===== Data provided

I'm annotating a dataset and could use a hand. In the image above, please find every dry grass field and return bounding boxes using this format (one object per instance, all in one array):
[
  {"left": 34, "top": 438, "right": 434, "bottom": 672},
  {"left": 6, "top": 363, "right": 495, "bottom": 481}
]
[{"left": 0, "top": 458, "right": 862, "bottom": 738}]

==========

→ **Your objective**
Rewrite the material above as a JSON list of strings with one string per line, leaving out any blank lines.

→ **Result of the exercise**
[
  "I'm annotating a dataset and could use a hand. In the image above, please find every dry grass field and return bounding boxes using this format (one object per instance, all in one array):",
  "[",
  "  {\"left\": 34, \"top\": 438, \"right\": 434, \"bottom\": 672},",
  "  {\"left\": 6, \"top\": 363, \"right\": 495, \"bottom\": 481}",
  "]",
  "[{\"left\": 0, \"top\": 458, \"right\": 862, \"bottom\": 738}]"
]